- Data -
━━━━━━

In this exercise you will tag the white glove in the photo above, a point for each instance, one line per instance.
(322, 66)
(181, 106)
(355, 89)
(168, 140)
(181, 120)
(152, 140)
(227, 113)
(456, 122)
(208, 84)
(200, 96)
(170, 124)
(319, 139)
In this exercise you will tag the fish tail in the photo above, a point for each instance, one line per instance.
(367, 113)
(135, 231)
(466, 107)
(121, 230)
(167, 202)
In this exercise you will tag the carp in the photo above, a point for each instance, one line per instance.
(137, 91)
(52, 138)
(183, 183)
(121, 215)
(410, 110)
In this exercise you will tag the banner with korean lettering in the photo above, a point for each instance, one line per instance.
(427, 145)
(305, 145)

━━━━━━

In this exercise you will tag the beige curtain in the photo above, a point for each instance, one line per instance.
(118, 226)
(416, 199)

━━━━━━

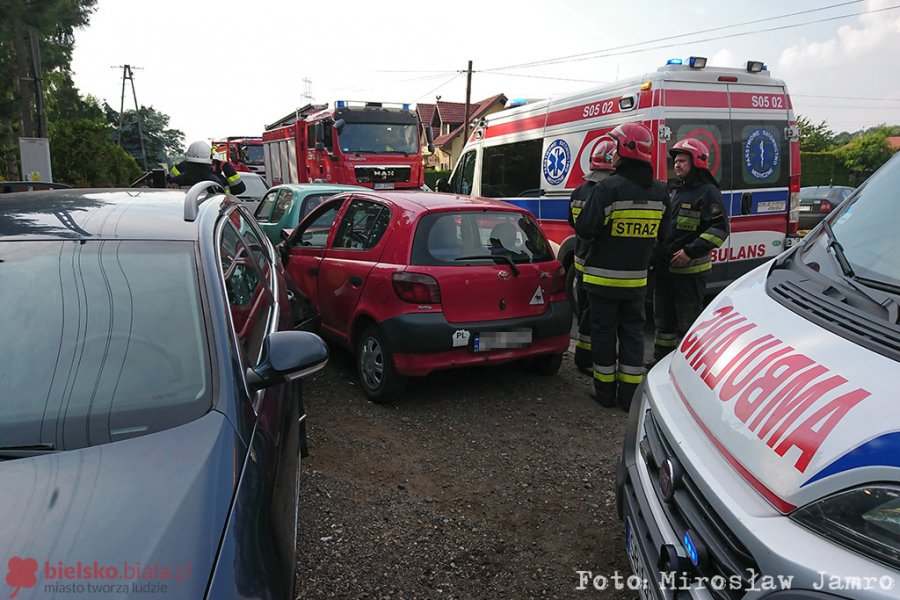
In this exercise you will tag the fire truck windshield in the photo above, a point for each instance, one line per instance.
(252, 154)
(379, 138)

━━━━━━

- Brief -
Count the lines in the listing above that contain the word "carp", treating uppercase and lowercase as different. Give only the number.

- Worked answer -
1